━━━ Listed records
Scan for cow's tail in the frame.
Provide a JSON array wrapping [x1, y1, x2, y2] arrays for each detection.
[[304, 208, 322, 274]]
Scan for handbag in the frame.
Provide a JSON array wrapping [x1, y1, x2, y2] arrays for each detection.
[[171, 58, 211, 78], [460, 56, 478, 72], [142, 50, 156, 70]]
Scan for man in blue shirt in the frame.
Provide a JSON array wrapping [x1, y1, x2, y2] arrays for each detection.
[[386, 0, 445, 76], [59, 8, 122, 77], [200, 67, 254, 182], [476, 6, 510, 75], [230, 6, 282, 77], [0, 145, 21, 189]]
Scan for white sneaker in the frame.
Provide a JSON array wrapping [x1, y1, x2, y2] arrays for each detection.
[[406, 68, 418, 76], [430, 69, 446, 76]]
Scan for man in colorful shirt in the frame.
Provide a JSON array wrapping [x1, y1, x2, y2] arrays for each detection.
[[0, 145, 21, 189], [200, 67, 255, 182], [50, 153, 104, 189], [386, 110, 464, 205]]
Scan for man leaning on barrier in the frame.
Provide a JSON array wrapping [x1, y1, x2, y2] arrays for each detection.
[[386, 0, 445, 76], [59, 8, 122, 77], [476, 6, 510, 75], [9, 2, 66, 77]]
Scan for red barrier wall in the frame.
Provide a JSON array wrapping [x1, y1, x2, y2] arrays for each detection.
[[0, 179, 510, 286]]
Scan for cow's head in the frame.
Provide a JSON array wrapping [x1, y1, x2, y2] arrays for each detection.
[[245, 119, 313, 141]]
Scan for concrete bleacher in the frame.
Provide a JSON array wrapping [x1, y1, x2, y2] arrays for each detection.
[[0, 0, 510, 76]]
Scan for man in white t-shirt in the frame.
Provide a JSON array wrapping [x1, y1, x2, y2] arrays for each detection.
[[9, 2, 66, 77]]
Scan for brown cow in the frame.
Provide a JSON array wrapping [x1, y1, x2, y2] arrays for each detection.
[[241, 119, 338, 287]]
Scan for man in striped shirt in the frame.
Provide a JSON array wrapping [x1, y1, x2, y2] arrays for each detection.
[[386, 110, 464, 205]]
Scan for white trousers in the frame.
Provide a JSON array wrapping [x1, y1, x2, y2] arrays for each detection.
━━━━━━
◆ Requirements: Can you print the records word for word, starting with the line containing "Scan for white sneaker in the frame." and running through the last line of the records, with both of those lines included?

◆ Response for this exercise:
Scan for white sneaker in the frame.
Provide a JSON array wrapping [x1, y1, x2, y2] arrays for each detection.
[[406, 68, 418, 76], [430, 69, 446, 76]]
Scan for man in colorful shirt in the frame.
Provide a JSON array wrapping [x1, y1, x2, y2] arrays for each detection.
[[0, 145, 21, 189], [200, 67, 255, 182], [50, 153, 104, 189], [386, 110, 464, 205]]
Scan for man leaning on barrier in the frame.
Provide a JSON array wrapping [x1, y1, x2, y2] arrays for each detection.
[[386, 0, 445, 76], [59, 8, 122, 77], [476, 6, 510, 75], [9, 2, 66, 77]]
Scan for red barrier wall in the frame.
Provide a JSON array wrapping [x1, y1, x2, y2] arrays for each detection.
[[0, 179, 510, 286]]
Scan for cow's head in the frame.
Provide a JSON array wrapping [x1, y1, x2, y2] arrays for each detection.
[[245, 119, 313, 141]]
Scan for concrete bleacher in the frame.
Provide a JSON array wrapping [x1, y1, x2, y2] arrays for each detection.
[[0, 0, 510, 76]]
Scan for man in white t-shirt in the frame.
Provide a JSON array wrapping [x1, y1, x2, y2] arrays for each detection.
[[9, 2, 66, 77]]
Scan for brown cow in the frame.
Provide a JSON array wrapping [x1, y1, x2, y2] arrays for each detection.
[[241, 119, 338, 287]]
Scan for man in striped shirt in the frame.
Provide a JSON array wrapping [x1, y1, x2, y2] arrays for each detection.
[[386, 110, 464, 205]]
Scan for white trousers in the frame.
Provide a JSON array wrapping [x1, y1, x2, y2] arrays for each detection.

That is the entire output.